__SET EXERCISE__. Pull out the lines of the material word for word, everything from its start down to the line that contains "point(112, 60)", including that line. Leave the pictures out of your answer.
++++ THE RECORDS
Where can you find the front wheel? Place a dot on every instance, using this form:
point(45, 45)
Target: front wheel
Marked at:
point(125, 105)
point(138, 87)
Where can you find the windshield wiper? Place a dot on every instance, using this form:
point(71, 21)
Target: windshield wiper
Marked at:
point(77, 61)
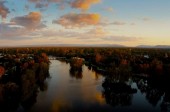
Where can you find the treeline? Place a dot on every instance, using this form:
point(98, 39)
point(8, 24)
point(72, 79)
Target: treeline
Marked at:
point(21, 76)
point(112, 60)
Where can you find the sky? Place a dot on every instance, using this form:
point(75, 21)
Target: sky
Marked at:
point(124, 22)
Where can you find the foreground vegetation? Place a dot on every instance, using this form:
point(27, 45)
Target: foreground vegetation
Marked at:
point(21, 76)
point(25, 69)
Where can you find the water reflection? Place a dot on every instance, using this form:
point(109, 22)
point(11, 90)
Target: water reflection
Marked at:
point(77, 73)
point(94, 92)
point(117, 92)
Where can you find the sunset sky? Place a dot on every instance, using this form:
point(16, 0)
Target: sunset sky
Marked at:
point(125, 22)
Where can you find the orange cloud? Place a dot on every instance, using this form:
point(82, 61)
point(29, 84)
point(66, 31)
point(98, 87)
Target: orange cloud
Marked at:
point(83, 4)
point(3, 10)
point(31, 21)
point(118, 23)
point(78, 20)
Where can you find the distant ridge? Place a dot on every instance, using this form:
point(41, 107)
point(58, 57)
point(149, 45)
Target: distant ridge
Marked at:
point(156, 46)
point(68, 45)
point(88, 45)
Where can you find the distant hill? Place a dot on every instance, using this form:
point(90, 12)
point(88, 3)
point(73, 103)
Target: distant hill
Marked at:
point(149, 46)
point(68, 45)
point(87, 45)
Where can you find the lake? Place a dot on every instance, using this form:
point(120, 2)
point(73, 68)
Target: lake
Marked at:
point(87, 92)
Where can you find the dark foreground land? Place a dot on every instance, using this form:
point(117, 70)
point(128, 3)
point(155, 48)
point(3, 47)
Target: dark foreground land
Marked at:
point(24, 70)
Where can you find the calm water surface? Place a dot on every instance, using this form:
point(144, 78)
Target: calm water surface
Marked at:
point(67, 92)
++++++++
__EXERCISE RESULT__.
Where can you find the front wheel? Place a dot on every instance, using this form:
point(45, 45)
Target: front wheel
Marked at:
point(125, 105)
point(138, 87)
Where can you find the windshield wiper? Place a dot on every instance, using this form:
point(71, 21)
Target: windshield wiper
Marked at:
point(77, 61)
Where can you find the treeline? Place a dot on every instance, using this form:
point(98, 39)
point(8, 24)
point(72, 79)
Target: treeline
Marked at:
point(21, 76)
point(112, 60)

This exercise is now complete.